Reading passage
__________________________________________________

I hope you manage to get some cans of the DM to allow you to transition him at a pace that will not upset his tummy.
Thankfully the other vet clinic still has quite some stock! Bought 24 cans, should buy me enough time for the next food plan.
I think what your are remembering reading is reductions for a long term diabetic cat/ or a cat that has shown he doesn't hold reductions.
Exactly, that's it! Thanks. And that's why I couldn't find it, I'd left out the "cat who can't hold reductions" bit.
Quintus is at 122 right now. So, it's a little high. But if I look at his numbers overall for the last 24 hours, he hasn't been higher 125 -- not something I'd achieved on the previous days with insulin. He's really pretty flat. Now, would it be better to have him as flat, and lower, and could I work at that with micro-doses of insulin? I'm sure it's possible.
But I went back and looked at Quintus's labs since I've had him. I have quite a few, because I follow my cats quite closely. As I mentioned in my opening post, I put the numbers in a dedicated sheet for convenience. They were not all fasting glucose -- but I'm not measuring fasting glucose here. Over the years, he's varied between 93 and 157. So, maybe he's just a "slighly sweet" cat in his normal, "healthy mode" numbers? If he hadn't soared sky-high, and I'd bought a glucometer to test him, and got those numbers, they'd look "normal". Now, I agree that "after FD requiring insulin" and "before" are not exactly the same situation. But I'm trying to put these numbers into perspective. If he was taking insulin right now and getting wonderfully flat and stable numbers like this, I think overall it would be considered a good situation. It's not as low as what TR aims for, but it's still pretty good. (I'm assuming it is not a prerequisite for participating in discussions here to be aiming for "tight regulation".)
Which brings me to
Glycemic Status and Predictors of Relapse for Diabetic Cats in Remission, an interesting study that was pointed out to me yesterday (thanks,
@Wendy&Neko).
Here are my take-aways from the study, run on 21 diabetic cats in remission (against a control group of 28 healthy cats). It shows that higher fasting glucose levels and impaired glucose tolerance (measured a few hours after administering glucose) are associated with relapse. 30% of the post-diabetic cats relapsed in under 9 months. Compared to the control group, the fasting glucose levels and glucose tolerance of the post-diabetic group is worse. This indeed tells us that a cat in remission with high fasting glucose (or impaired glucose tolerance) is at higher risk for relapse.

__________________________________________________

Given information
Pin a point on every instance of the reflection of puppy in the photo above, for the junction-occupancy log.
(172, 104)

__________________________________________________

Required action
Print everything in the post about Quintus's glucose from "I hope you manage" down to "doesn't hold reductions.". The data have no role in this.

Answer space
I hope you manage to get some cans of the DM to allow you to transition him at a pace that will not upset his tummy.
Thankfully the other vet clinic still has quite some stock! Bought 24 cans, should buy me enough time for the next food plan.
I think what your are remembering reading is reductions for a long term diabetic cat/ or a cat that has shown he doesn't hold reductions.